*** Materiał do ćwiczenia

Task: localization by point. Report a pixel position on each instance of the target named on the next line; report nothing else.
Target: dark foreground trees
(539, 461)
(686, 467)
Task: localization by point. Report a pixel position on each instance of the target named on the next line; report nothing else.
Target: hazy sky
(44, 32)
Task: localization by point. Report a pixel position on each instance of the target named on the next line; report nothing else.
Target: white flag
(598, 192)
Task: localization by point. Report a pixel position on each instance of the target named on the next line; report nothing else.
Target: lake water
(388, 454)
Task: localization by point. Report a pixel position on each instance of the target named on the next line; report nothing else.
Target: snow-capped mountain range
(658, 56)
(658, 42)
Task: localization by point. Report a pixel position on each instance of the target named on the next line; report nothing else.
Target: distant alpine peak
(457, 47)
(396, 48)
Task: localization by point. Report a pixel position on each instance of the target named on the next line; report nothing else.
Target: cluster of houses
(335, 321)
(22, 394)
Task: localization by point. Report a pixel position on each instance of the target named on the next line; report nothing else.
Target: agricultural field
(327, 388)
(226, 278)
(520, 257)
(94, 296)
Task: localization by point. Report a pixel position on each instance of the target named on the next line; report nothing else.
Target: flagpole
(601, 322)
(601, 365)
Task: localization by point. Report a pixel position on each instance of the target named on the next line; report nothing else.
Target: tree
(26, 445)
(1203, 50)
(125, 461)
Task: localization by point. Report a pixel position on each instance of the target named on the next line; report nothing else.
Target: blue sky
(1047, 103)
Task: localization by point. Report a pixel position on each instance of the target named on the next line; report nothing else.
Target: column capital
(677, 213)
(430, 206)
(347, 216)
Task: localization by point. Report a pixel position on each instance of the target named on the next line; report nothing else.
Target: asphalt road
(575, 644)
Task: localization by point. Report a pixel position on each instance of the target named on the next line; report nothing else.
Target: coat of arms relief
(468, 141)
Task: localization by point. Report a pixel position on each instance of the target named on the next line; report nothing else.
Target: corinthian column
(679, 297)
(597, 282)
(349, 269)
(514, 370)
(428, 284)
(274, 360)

******

Wypisz z materiału powyżej wszystkie wiersze, w których występuje słowo „column”.

- [Odpowiedź do zadania]:
Target: column capital
Target: corinthian column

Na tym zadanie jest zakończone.